◆ **Given request 1**: Reproduce the line-by-line song notes below word for word, in full.

════════════════

Variant stories make the brothers have different fathers, one of them being mortal and the other immortal. Maybe this is one way to see the Dioscuri as a symbol of the the question in line 10 (i.e. either the color Black is an immortal thing like the Realists believed, or it is merely a word for black things that are themselves mortal, as the Nominalists contended).
12) Universal androgynous chaos…Anima…Animus.
Anima and Animus are Jungian terms: the anima is the female quality in the male, whereas the animus is the male quality in the female.
13) Let’s hurry up spiritual perfection.
The next line explains this.
14) That is, the rediscovery of your inner self.
In view of line 12, this must mean that to become perfect we must be in touch with both our masculine and feminine qualities. Apparently, this is the theme of Balzac’s novel alluded to earlier.
15) The two people within me, right and left.
Check out this research abstract [here], it’s fascinating.
16 The entire universe…male sex and female sex…
There is neither denial of sexuality nor denial of the multiplicity (or at least, duality) of sexes, only an argument against the each sex denying each other.
17) A pair of heads-heads, a pair of bodies-bodies, a pair of insides-insides, a pair of outsides-outsides, a pair of genders-genders, a pair of me’s-me’s, a pair of fronts-fronts, a pair of backs-backs.
Notice the repetition in the terms, which is in the original. It gives this section of the song a nice rhythm, and it also makes the fact that we’re talking of pairs of things very explicit. This could be a description of the androgynous beings in Plato’s Symposium. The text in question is [here].
18) There are only two of me in this world [x 3]
Actually, the Japanese word for “only” here is slightly different each of the three times that the line is said, but it’s always the same meaning. It’d be like saying “There are only two of me, there are just two of me, there are but two of me…”

════════════════

◆ **Given request 2**: From the records, pull out every line containing the string "balcony". Treat case as significant.

════════════════

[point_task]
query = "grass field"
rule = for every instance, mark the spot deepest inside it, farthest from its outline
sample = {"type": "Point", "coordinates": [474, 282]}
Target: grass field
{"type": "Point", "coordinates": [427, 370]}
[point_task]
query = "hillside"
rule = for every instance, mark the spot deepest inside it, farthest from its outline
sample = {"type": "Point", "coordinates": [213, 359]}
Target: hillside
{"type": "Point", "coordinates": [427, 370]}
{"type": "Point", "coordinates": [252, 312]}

════════════════

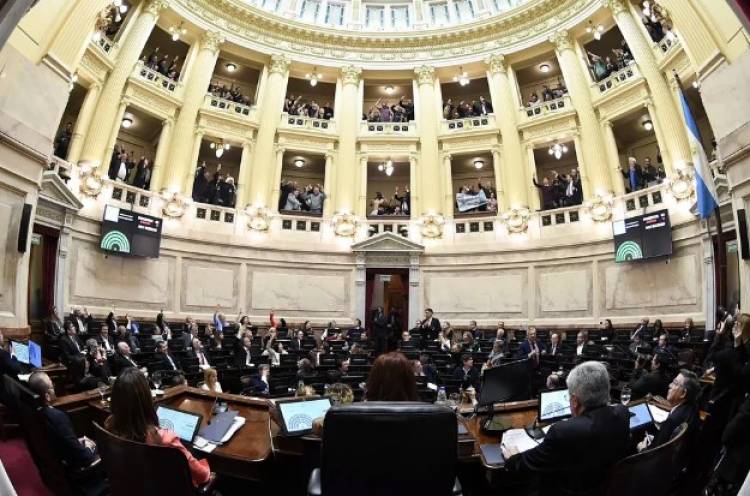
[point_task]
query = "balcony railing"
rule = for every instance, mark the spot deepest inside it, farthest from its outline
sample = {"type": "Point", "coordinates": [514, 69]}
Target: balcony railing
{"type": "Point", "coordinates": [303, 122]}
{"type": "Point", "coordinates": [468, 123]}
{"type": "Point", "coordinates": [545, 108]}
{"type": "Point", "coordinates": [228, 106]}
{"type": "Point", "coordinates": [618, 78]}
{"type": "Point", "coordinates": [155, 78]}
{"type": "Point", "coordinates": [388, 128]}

════════════════

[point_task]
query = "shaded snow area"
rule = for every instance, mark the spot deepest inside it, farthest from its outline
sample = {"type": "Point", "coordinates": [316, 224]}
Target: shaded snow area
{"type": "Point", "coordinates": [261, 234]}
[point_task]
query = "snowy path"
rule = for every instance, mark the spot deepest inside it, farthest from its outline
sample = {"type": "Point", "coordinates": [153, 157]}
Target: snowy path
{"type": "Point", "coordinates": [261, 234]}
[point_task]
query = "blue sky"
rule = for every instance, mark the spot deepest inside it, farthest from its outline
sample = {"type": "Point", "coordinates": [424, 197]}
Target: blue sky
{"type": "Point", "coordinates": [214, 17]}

════════════════

◆ **Response 1**:
Variant stories make the brothers have different fathers, one of them being mortal and the other immortal. Maybe this is one way to see the Dioscuri as a symbol of the the question in line 10 (i.e. either the color Black is an immortal thing like the Realists believed, or it is merely a word for black things that are themselves mortal, as the Nominalists contended).
12) Universal androgynous chaos…Anima…Animus.
Anima and Animus are Jungian terms: the anima is the female quality in the male, whereas the animus is the male quality in the female.
13) Let’s hurry up spiritual perfection.
The next line explains this.
14) That is, the rediscovery of your inner self.
In view of line 12, this must mean that to become perfect we must be in touch with both our masculine and feminine qualities. Apparently, this is the theme of Balzac’s novel alluded to earlier.
15) The two people within me, right and left.
Check out this research abstract [here], it’s fascinating.
16 The entire universe…male sex and female sex…
There is neither denial of sexuality nor denial of the multiplicity (or at least, duality) of sexes, only an argument against the each sex denying each other.
17) A pair of heads-heads, a pair of bodies-bodies, a pair of insides-insides, a pair of outsides-outsides, a pair of genders-genders, a pair of me’s-me’s, a pair of fronts-fronts, a pair of backs-backs.
Notice the repetition in the terms, which is in the original. It gives this section of the song a nice rhythm, and it also makes the fact that we’re talking of pairs of things very explicit. This could be a description of the androgynous beings in Plato’s Symposium. The text in question is [here].
18) There are only two of me in this world [x 3]
Actually, the Japanese word for “only” here is slightly different each of the three times that the line is said, but it’s always the same meaning. It’d be like saying “There are only two of me, there are just two of me, there are but two of me…”

◆ **Response 2**:
query = "balcony railing"
Target: balcony railing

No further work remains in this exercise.